─── Extracted entries ───

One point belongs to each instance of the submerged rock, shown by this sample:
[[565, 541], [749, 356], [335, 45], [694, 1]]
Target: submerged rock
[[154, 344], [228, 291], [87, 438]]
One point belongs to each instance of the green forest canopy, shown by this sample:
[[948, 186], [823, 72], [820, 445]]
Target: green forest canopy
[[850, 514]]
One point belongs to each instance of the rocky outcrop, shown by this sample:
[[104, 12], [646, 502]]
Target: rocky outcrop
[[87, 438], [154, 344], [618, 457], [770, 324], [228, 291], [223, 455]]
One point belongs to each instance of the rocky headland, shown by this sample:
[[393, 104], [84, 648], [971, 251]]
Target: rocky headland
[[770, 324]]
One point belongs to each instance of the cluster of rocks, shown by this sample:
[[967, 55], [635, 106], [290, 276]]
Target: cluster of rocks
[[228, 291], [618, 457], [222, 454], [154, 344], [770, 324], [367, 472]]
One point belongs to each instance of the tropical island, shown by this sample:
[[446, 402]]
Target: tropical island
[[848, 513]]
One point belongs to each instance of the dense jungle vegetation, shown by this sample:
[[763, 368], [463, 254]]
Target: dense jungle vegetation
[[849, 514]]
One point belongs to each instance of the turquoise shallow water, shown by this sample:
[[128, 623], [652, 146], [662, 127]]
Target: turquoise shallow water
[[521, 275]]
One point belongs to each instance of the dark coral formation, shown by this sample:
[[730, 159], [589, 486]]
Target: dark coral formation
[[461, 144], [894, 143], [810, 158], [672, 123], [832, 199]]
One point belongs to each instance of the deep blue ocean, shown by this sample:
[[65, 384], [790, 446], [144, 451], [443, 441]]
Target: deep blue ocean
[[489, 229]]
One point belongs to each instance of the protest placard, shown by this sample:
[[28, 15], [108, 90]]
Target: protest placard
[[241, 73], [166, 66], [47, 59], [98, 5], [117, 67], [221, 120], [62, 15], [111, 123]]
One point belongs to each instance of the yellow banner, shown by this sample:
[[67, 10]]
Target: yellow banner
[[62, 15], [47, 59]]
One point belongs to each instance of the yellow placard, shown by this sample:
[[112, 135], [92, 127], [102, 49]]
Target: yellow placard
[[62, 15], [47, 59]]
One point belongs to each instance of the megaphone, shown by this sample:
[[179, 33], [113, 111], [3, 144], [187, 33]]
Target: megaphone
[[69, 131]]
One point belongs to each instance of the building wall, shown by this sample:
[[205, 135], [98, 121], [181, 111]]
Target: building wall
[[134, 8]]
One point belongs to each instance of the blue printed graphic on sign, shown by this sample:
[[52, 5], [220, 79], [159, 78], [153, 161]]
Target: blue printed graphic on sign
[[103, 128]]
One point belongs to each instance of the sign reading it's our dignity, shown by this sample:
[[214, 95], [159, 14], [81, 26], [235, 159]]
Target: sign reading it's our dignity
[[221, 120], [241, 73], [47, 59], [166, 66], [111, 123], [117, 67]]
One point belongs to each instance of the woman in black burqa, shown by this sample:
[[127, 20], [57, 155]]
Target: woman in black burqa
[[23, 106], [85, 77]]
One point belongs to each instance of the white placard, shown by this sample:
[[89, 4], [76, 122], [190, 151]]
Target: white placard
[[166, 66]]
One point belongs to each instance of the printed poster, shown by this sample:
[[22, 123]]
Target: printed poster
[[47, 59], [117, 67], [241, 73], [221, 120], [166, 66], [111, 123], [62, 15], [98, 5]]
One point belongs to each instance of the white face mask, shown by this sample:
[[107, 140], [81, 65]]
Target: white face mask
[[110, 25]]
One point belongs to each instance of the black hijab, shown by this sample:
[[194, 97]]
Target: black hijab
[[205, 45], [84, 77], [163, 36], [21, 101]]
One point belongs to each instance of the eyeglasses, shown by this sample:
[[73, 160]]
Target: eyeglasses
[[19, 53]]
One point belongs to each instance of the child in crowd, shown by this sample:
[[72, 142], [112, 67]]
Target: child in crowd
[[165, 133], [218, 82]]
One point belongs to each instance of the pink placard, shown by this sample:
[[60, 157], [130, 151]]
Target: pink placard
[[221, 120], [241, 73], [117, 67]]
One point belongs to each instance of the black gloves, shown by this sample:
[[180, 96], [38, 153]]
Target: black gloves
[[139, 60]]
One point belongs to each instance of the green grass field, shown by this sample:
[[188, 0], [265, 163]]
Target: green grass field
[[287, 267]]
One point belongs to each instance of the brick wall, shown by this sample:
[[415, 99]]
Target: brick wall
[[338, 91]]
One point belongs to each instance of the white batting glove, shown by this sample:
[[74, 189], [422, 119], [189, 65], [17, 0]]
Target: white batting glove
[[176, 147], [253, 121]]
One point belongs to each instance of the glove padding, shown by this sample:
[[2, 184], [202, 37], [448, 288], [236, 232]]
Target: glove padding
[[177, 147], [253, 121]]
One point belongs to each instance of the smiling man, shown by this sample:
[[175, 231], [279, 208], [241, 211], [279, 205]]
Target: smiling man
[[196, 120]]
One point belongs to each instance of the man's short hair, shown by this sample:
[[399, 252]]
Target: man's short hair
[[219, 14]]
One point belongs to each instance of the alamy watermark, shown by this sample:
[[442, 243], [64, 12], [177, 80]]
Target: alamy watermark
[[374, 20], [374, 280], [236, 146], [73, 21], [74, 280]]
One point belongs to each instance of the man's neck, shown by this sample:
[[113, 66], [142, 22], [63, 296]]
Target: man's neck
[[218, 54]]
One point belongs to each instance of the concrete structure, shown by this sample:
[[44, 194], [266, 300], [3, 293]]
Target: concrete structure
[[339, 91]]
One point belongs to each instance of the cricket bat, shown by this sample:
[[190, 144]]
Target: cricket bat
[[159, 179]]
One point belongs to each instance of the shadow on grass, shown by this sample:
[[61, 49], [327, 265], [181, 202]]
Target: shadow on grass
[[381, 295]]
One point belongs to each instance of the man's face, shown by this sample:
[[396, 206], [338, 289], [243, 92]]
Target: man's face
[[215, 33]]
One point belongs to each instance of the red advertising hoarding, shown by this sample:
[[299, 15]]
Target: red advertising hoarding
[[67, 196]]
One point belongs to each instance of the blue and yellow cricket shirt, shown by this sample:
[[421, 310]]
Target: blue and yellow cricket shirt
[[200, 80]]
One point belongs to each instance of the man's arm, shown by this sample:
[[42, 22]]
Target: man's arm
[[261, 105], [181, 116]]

───

**Work to complete:**
Put every line of the entries above into a JSON array of strings, one string per line, and omit any blank lines.

**Reply:**
[
  "One point belongs to each instance of the submerged rock, shown by this sample:",
  "[[565, 541], [749, 356], [335, 45], [694, 1]]",
  "Target: submerged rock",
  "[[154, 344], [228, 291], [87, 438]]",
  "One point belongs to each instance of the green forest canopy, shown by this sample:",
  "[[948, 186], [823, 72], [820, 445]]",
  "Target: green forest canopy",
  "[[850, 514]]",
  "One point belongs to each instance of the rocky outcrop, shown by this sample:",
  "[[104, 12], [646, 502]]",
  "Target: rocky outcrop",
  "[[87, 438], [154, 344], [618, 457], [770, 324], [228, 291], [223, 455]]",
  "One point belongs to each instance of the rocky headland, shown by this sample:",
  "[[393, 104], [84, 648], [971, 251]]",
  "Target: rocky headland",
  "[[770, 324]]",
  "One point belongs to each instance of the cluster of rocks, shown by this sample:",
  "[[967, 55], [635, 106], [290, 276]]",
  "Target: cluster of rocks",
  "[[228, 291], [618, 457], [222, 454], [154, 344], [770, 324], [367, 472]]",
  "One point belongs to each instance of the tropical island, shown by this sample:",
  "[[446, 402]]",
  "Target: tropical island",
  "[[848, 513]]",
  "One point belongs to each instance of the dense jungle vegetation, shown by this sample:",
  "[[763, 368], [463, 254]]",
  "Target: dense jungle vegetation",
  "[[849, 514]]",
  "One point belongs to each instance of the turquoise shallow water, shown by this sample:",
  "[[128, 623], [652, 146], [662, 127]]",
  "Target: turquoise shallow water",
  "[[521, 275]]",
  "One point belongs to each instance of the dark coral formation, shown by this sample:",
  "[[730, 159], [589, 486]]",
  "Target: dark coral formation",
  "[[461, 144], [894, 143], [810, 158], [672, 123], [832, 199]]",
  "One point belongs to each instance of the deep blue ocean, shown by this sample:",
  "[[65, 384], [790, 446], [144, 451], [443, 441]]",
  "Target: deep blue ocean",
  "[[489, 229]]",
  "One point belongs to each instance of the protest placard, shown by this sample:",
  "[[28, 15], [108, 90]]",
  "Target: protest placard",
  "[[241, 73], [166, 66], [47, 59], [98, 5], [117, 67], [221, 120], [62, 15], [111, 123]]",
  "One point belongs to each instance of the yellow banner, shown by this sample:",
  "[[67, 10]]",
  "Target: yellow banner",
  "[[62, 15], [47, 59]]",
  "One point belongs to each instance of the yellow placard, shown by this sample:",
  "[[112, 135], [92, 127], [102, 49]]",
  "Target: yellow placard",
  "[[62, 15], [47, 59]]",
  "One point belongs to each instance of the megaphone, shown by this sample:",
  "[[179, 33], [113, 111], [3, 144], [187, 33]]",
  "Target: megaphone",
  "[[69, 131]]",
  "One point belongs to each instance of the building wall, shown by this sample:",
  "[[205, 135], [98, 121], [181, 111]]",
  "Target: building wall",
  "[[134, 8]]",
  "One point belongs to each instance of the blue printed graphic on sign, shown by this sample:",
  "[[52, 5], [220, 79], [159, 78], [153, 161]]",
  "Target: blue printed graphic on sign",
  "[[103, 128]]",
  "One point belongs to each instance of the sign reading it's our dignity, shown by this sample:",
  "[[214, 95], [159, 14], [81, 26], [235, 159]]",
  "Target: sign reading it's our dignity",
  "[[221, 120], [241, 73], [47, 59], [166, 66], [111, 123], [117, 67]]",
  "One point belongs to each instance of the woman in black burqa, shown by this sample:",
  "[[127, 20], [57, 155]]",
  "Target: woman in black burqa",
  "[[23, 106], [85, 77]]",
  "One point belongs to each instance of the white placard, shown by this sample:",
  "[[89, 4], [76, 122], [190, 151]]",
  "Target: white placard",
  "[[166, 66]]",
  "One point belongs to each instance of the printed poster, shown by this sample:",
  "[[22, 123]]",
  "Target: printed poster",
  "[[47, 59], [117, 67], [241, 73], [221, 120], [166, 66], [111, 123], [62, 15], [98, 5]]",
  "One point belongs to each instance of the white face mask, shown by this sample:",
  "[[107, 140], [81, 65]]",
  "Target: white face mask",
  "[[110, 25]]",
  "One point belongs to each instance of the black hijab, shown by this sample:",
  "[[194, 97]]",
  "Target: black hijab",
  "[[205, 45], [84, 77], [163, 36], [21, 101]]",
  "One point belongs to each instance of the eyeglasses, shown by this sample:",
  "[[73, 160]]",
  "Target: eyeglasses",
  "[[19, 53]]",
  "One point belongs to each instance of the child in crowd, shown by this sample:",
  "[[72, 142], [112, 67]]",
  "Target: child in crowd",
  "[[165, 133], [218, 82]]",
  "One point belongs to each instance of the pink placard, shown by this sample:",
  "[[60, 157], [130, 151]]",
  "Target: pink placard",
  "[[221, 120], [241, 73], [117, 67]]",
  "One point belongs to each instance of the black gloves, shown by this sample:",
  "[[180, 96], [38, 153]]",
  "Target: black gloves",
  "[[139, 60]]",
  "One point belongs to each instance of the green grass field, shown by this sample:",
  "[[188, 0], [265, 163]]",
  "Target: green grass field",
  "[[287, 267]]",
  "One point belongs to each instance of the brick wall, shown by this sample:",
  "[[415, 99]]",
  "Target: brick wall",
  "[[338, 91]]",
  "One point belongs to each instance of the white batting glove, shown by this sample:",
  "[[74, 189], [422, 119], [189, 65], [17, 0]]",
  "Target: white batting glove",
  "[[176, 147], [253, 121]]",
  "One point belongs to each instance of the glove padding, shown by this sample:",
  "[[2, 184], [202, 37], [448, 288], [236, 232]]",
  "Target: glove padding",
  "[[177, 147], [253, 121]]",
  "One point belongs to each instance of the smiling man, shown by this sample:",
  "[[175, 231], [279, 208], [241, 211], [279, 205]]",
  "Target: smiling man",
  "[[196, 120]]",
  "One point belongs to each instance of the man's short hair, shown by this sample:",
  "[[399, 252]]",
  "Target: man's short hair",
  "[[219, 14]]",
  "One point belongs to each instance of the alamy watermark, shown by this sample:",
  "[[442, 243], [64, 12], [177, 80]]",
  "Target: alamy watermark",
  "[[374, 20], [374, 280], [236, 146], [73, 21], [74, 280]]",
  "One point belongs to each instance of the man's neck, shown by this sample:",
  "[[113, 66], [142, 22], [63, 296]]",
  "Target: man's neck",
  "[[218, 54]]",
  "One point belongs to each instance of the concrete structure, shown by this sample:",
  "[[44, 194], [266, 300], [3, 293]]",
  "Target: concrete structure",
  "[[339, 91]]",
  "One point belongs to each instance of the cricket bat, shown by this sample:",
  "[[190, 144]]",
  "Target: cricket bat",
  "[[159, 179]]",
  "One point belongs to each instance of the shadow on grass, shown by this sample:",
  "[[61, 49], [327, 265], [181, 202]]",
  "Target: shadow on grass",
  "[[381, 295]]",
  "One point belongs to each instance of the man's face, shown by this sample:",
  "[[396, 206], [338, 289], [243, 92]]",
  "Target: man's face",
  "[[215, 33]]",
  "One point belongs to each instance of the red advertising hoarding, shown by this sample:",
  "[[299, 15]]",
  "Target: red advertising hoarding",
  "[[67, 196]]",
  "One point belongs to each instance of the blue and yellow cricket shirt, shown by this sample:",
  "[[421, 310]]",
  "Target: blue and yellow cricket shirt",
  "[[200, 80]]",
  "One point belongs to each instance of the man's arm, shown by this sample:",
  "[[42, 22]]",
  "Target: man's arm",
  "[[261, 105], [181, 116]]"
]